Reading passage:

+===+

Secondary metrics are important because they can affect primary metrics: memory consumption can affect performance and crash rate; the L2 cache miss rate can affect performance.
Secondary metrics are also difficult to interpret. They can certainly be suggestive, but there are lots of secondary metrics that affect each primary metric of interest, so focusing too strongly on any single secondary metric is not a good idea. For example, if browser A has a higher L2 cache miss rate than browser B, that’s suggestive, but you’d be unwise to draw any strong conclusions from it.
And I haven’t even discussed which memory consumption metric you should use. Physical memory consumption is an obvious choice, but I’ll discuss this more below.
A Better Methodology
So, I’ve explained why I think you shouldn’t do cross-browser memory comparisons. That doesn’t mean that efficient usage of memory isn’t important! However, instead of directly measuring memory consumption — a secondary metric — it’s far better to measure the effect of memory consumption on primary metrics such as performance.
In particular, I think people often use memory consumption measurements as a proxy for performance on machines that don’t have much RAM. If you care about performance on machines that don’t have much RAM, you should measure performance on a machine that doesn’t have much RAM instead of trying to infer it from another measurement.
I did exactly this by doing something I call memory sensitivity testing, which involves measuring browser performance across a range of memory configurations. My test machine had the following characteristics.
- CPU: Intel i7-2600 3.4GHz (quad core with hyperthreading)
- RAM: 16GB DDR3
- OS: Ubuntu 11.10, Linux kernel version 3.0.0.
I used a Linux machine because Linux has a feature called cgroups that allows you to restrict the machine resources available to one or more processes. I followed Justin Lebar’s instructions to create the following configurations that limited the amount of physical memory available: 1024MiB, 768MiB, 512MiB, 448MiB, 384MiB, 320MiB, 256MiB, 192MiB, 160MiB, 128MiB, 96MiB, 64MiB, 48MiB, 32MiB.
(The more obvious way to do this is to use
ulimit, but as far as I can tell it doesn’t work on recent versions of Linux or on Mac. And I don’t know of any way to do this on Windows. So my experiments had to be on Linux.)
I used the following browsers.
- Firefox 12 Nightly, from 2012-01-10 (64-bit)
- Firefox 9.0.1 (64-bit)
- Chrome 16.0.912.75 (64-bit)
- Opera 11.60 (64-bit)
IE and Safari aren’t represented because they don’t run on Linux. Firefox is over-represented because that’s the browser I work on and care about the most The versions are a bit old because I did this testing about six months ago.
The following graph shows the Sunspider results. (Click on it to get a larger version.)
As the lines move from right to left, the amount of physical memory available drops. Firefox was clearly the fastest in most configurations, with only minor differences between Firefox 9 and Firefox 12pre, but it slowed down drastically below 160MiB; this is exactly the kind of curve I was expecting. Opera was next fastest in most configurations, and then Chrome, and both of them didn’t show any noticeable degradation at any memory size, which was surprising and impressive.
All the browsers crashed/aborted if memory was reduced enough. The point at which the graphs stop on the left-hand side indicate the lowest size that each browser successfully handled. None of the browsers ran Sunspider with 48MiB available, and FF12pre failed to run it with 64MiB available.
The next graph shows the V8 results.

+===+

Things to do:
• A. Reproduce the part of the browser memory passage that opens with the words containing "And I haven’t" and closes with "from another measurement.".
• B. In the browser memory passage, which Linux feature made it possible to restrict the machine resources available to one or more processes?

+===+

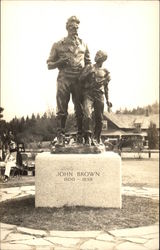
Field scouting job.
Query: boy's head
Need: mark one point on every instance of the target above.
(100, 56)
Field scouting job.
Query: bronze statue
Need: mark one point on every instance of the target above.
(70, 55)
(94, 80)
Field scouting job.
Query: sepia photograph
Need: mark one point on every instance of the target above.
(79, 125)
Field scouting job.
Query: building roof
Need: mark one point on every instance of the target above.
(128, 121)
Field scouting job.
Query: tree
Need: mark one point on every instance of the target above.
(1, 110)
(152, 136)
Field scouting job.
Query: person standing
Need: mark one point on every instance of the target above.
(95, 80)
(70, 55)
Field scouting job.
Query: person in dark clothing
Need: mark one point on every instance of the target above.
(94, 80)
(70, 55)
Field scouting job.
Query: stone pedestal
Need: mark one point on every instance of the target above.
(78, 180)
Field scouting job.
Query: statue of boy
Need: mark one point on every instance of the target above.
(70, 55)
(94, 80)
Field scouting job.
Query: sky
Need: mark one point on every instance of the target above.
(127, 30)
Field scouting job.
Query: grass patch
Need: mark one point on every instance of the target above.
(136, 211)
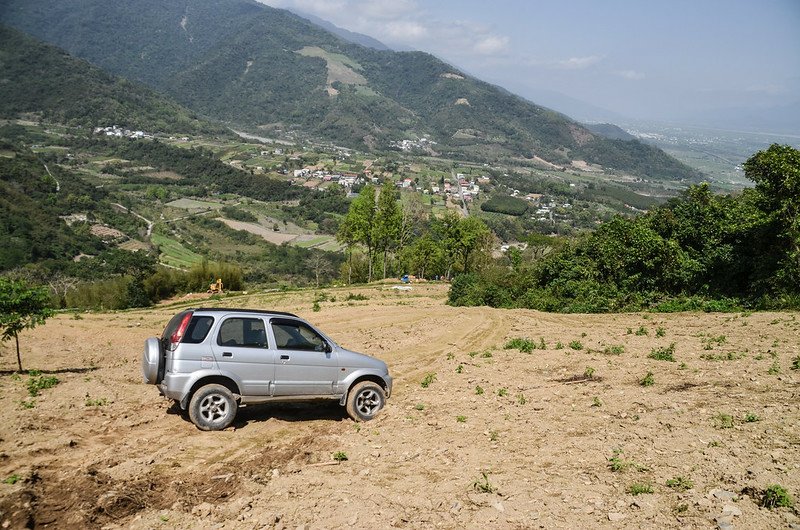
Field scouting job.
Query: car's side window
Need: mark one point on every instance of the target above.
(293, 335)
(243, 332)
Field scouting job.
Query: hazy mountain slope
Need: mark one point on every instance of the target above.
(256, 66)
(39, 78)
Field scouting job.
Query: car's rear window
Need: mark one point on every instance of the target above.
(172, 326)
(198, 329)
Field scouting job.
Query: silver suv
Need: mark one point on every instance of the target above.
(212, 361)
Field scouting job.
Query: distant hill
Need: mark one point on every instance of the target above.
(39, 78)
(259, 67)
(610, 131)
(350, 36)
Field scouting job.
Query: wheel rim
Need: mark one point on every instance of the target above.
(368, 402)
(214, 408)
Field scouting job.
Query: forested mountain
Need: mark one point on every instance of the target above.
(39, 78)
(255, 66)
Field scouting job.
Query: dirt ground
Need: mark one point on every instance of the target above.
(554, 438)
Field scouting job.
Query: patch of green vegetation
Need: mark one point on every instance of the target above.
(523, 345)
(173, 253)
(36, 384)
(663, 354)
(96, 402)
(680, 483)
(482, 485)
(638, 488)
(427, 380)
(776, 496)
(723, 420)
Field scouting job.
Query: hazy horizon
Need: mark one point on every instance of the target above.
(714, 63)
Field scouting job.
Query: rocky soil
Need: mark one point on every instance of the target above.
(565, 436)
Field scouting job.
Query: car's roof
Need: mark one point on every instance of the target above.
(238, 310)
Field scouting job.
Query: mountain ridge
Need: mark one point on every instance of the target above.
(244, 68)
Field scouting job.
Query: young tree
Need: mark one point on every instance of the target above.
(358, 224)
(388, 221)
(21, 307)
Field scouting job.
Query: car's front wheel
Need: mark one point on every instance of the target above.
(365, 400)
(212, 408)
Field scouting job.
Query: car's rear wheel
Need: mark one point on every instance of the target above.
(365, 401)
(212, 408)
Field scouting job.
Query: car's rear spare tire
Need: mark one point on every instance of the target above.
(212, 408)
(365, 401)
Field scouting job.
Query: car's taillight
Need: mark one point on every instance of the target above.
(177, 336)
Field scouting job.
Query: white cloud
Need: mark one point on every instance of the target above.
(406, 31)
(632, 75)
(578, 63)
(491, 45)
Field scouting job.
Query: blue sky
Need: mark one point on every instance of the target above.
(658, 60)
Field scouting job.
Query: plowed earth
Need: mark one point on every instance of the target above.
(499, 438)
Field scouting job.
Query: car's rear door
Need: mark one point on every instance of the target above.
(305, 364)
(241, 346)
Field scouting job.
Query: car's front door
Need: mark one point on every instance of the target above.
(305, 364)
(241, 347)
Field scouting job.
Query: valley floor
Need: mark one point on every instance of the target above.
(499, 438)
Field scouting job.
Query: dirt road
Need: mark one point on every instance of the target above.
(556, 438)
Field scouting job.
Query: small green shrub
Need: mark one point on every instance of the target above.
(680, 484)
(724, 421)
(774, 369)
(751, 417)
(37, 384)
(427, 380)
(663, 354)
(483, 485)
(638, 488)
(776, 496)
(357, 296)
(523, 345)
(96, 402)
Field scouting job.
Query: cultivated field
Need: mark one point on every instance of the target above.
(561, 437)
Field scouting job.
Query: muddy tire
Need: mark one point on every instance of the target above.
(212, 408)
(365, 401)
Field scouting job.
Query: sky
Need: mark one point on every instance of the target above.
(662, 60)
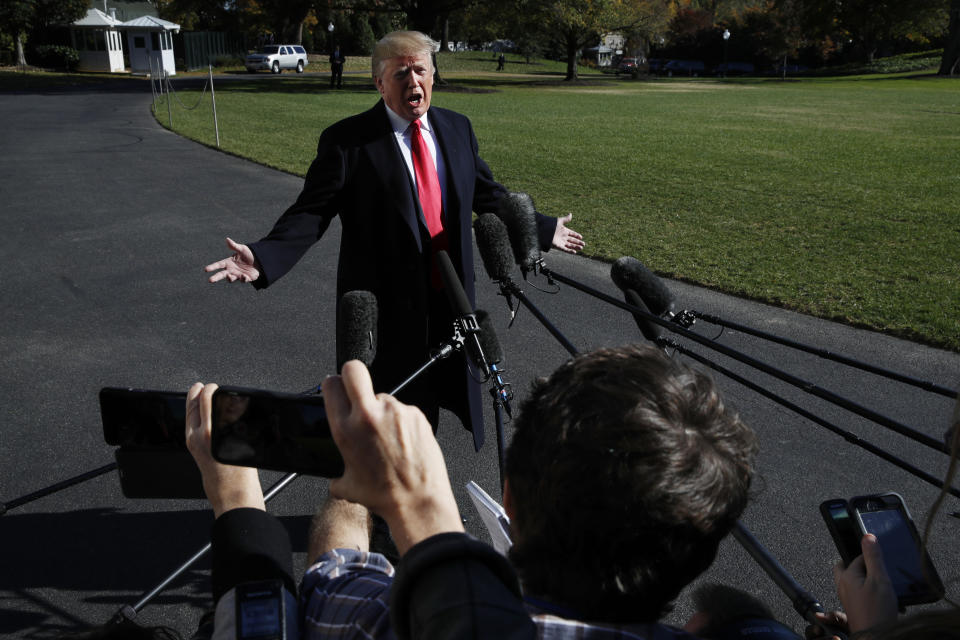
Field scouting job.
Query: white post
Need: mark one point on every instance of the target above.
(169, 108)
(213, 97)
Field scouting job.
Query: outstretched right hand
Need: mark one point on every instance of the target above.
(240, 266)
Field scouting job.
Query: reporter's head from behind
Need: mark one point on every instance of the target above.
(625, 472)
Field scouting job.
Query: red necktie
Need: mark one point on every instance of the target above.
(428, 186)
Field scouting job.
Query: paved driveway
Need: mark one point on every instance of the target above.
(108, 220)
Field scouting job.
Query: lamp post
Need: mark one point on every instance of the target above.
(726, 39)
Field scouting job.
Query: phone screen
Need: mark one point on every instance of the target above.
(886, 518)
(843, 528)
(277, 431)
(143, 419)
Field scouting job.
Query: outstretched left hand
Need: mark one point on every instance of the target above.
(565, 238)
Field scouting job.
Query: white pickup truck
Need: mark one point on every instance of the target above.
(277, 57)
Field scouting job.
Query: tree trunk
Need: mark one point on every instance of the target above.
(573, 52)
(21, 61)
(445, 33)
(950, 64)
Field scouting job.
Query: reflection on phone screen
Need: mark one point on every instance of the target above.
(275, 432)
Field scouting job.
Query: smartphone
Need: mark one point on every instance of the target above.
(143, 419)
(276, 431)
(148, 429)
(261, 611)
(842, 527)
(914, 578)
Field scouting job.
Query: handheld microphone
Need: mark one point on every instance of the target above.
(491, 348)
(520, 216)
(629, 273)
(493, 243)
(357, 328)
(465, 321)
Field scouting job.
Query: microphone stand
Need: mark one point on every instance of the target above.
(803, 603)
(54, 488)
(501, 394)
(823, 353)
(509, 287)
(804, 385)
(129, 612)
(686, 318)
(846, 435)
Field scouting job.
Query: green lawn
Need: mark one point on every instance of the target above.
(838, 197)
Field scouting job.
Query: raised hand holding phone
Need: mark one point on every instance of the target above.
(865, 589)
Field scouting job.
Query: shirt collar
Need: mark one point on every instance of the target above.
(400, 124)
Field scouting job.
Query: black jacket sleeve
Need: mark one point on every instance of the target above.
(453, 586)
(249, 545)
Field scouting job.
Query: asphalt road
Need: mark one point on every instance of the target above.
(109, 219)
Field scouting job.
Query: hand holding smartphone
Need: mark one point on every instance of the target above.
(912, 573)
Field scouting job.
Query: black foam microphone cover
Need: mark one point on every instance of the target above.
(520, 216)
(494, 245)
(629, 273)
(650, 330)
(488, 338)
(357, 328)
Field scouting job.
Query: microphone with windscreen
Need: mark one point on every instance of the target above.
(357, 328)
(518, 213)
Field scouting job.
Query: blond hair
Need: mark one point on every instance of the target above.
(401, 43)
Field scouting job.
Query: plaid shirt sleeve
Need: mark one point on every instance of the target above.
(345, 594)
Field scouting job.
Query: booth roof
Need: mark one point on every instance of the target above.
(150, 23)
(98, 19)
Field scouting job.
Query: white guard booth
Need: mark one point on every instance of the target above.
(97, 40)
(150, 43)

+===+

Worked solutions:
• A.
And I haven’t even discussed which memory consumption metric you should use. Physical memory consumption is an obvious choice, but I’ll discuss this more below.
A Better Methodology
So, I’ve explained why I think you shouldn’t do cross-browser memory comparisons. That doesn’t mean that efficient usage of memory isn’t important! However, instead of directly measuring memory consumption — a secondary metric — it’s far better to measure the effect of memory consumption on primary metrics such as performance.
In particular, I think people often use memory consumption measurements as a proxy for performance on machines that don’t have much RAM. If you care about performance on machines that don’t have much RAM, you should measure performance on a machine that doesn’t have much RAM instead of trying to infer it from another measurement.

• B. cgroups